* START GIVEN RECORDS *

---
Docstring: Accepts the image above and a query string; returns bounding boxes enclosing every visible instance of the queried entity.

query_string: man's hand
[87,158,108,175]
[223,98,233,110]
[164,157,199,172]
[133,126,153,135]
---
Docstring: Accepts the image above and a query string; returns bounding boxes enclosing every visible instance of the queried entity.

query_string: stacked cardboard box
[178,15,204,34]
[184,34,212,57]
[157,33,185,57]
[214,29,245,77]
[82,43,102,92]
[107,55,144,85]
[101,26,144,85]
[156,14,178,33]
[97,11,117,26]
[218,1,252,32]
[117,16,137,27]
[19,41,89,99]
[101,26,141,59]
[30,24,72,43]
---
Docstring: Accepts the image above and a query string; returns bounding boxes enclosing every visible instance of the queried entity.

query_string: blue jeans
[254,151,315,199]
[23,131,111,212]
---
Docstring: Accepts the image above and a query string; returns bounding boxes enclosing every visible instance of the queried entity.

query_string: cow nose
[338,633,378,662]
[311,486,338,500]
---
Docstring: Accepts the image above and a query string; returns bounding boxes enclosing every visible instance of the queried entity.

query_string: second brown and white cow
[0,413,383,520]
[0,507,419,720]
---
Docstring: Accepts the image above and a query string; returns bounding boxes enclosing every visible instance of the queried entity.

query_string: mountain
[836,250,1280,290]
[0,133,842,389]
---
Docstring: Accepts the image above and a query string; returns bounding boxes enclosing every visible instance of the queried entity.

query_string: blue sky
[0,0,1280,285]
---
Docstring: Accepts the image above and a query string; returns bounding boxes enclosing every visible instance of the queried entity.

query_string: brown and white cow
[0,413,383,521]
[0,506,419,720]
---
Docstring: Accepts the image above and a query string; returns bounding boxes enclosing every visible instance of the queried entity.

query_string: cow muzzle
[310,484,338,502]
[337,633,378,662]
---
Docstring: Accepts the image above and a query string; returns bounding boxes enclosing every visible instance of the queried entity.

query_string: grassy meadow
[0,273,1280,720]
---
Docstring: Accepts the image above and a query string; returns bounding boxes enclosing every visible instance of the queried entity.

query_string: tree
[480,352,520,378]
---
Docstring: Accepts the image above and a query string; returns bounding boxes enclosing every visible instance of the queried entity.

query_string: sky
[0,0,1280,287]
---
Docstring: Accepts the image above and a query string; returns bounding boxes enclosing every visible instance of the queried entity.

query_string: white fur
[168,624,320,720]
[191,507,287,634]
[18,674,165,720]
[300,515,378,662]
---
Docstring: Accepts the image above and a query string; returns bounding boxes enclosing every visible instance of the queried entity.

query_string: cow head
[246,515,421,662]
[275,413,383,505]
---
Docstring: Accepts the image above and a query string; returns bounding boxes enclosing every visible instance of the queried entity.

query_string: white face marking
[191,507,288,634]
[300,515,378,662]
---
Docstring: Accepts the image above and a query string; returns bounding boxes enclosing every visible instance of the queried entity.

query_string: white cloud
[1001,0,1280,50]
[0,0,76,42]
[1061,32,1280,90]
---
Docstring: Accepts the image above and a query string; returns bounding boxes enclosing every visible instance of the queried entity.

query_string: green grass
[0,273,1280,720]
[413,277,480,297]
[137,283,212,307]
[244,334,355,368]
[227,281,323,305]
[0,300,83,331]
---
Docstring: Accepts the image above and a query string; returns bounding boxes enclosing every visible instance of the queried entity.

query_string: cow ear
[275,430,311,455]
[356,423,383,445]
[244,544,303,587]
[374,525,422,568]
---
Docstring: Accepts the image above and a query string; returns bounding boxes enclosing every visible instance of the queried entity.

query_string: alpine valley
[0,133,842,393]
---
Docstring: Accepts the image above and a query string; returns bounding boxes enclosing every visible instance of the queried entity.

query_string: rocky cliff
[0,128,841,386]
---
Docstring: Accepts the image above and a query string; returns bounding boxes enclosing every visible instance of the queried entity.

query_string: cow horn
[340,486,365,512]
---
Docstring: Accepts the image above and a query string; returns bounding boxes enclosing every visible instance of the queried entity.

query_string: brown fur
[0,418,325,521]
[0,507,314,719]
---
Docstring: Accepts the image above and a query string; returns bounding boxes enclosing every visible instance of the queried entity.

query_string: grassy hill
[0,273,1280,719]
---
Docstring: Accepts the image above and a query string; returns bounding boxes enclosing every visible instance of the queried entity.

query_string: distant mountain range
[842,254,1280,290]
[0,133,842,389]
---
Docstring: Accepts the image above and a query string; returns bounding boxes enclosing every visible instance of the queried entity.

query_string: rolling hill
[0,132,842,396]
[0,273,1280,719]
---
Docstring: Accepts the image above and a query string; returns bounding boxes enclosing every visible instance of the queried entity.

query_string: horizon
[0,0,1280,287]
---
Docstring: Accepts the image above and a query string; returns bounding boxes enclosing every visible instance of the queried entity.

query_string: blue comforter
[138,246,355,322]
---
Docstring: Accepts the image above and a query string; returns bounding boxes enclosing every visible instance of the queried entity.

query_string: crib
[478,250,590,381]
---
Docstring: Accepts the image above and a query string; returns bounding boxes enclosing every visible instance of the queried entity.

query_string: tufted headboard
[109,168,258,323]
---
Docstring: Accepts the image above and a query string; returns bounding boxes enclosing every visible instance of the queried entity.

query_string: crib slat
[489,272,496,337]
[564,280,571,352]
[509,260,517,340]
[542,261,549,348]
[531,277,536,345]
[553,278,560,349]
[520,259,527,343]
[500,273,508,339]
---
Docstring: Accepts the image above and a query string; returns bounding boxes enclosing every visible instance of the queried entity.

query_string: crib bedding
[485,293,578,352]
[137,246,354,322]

* END GIVEN RECORDS *

■ **OBJECTIVE**
Please list every line of the rows above that contains the word "grassy", matching case exactly.

■ **OUTPUT BELOW**
query_string: grassy meadow
query_string: grassy hill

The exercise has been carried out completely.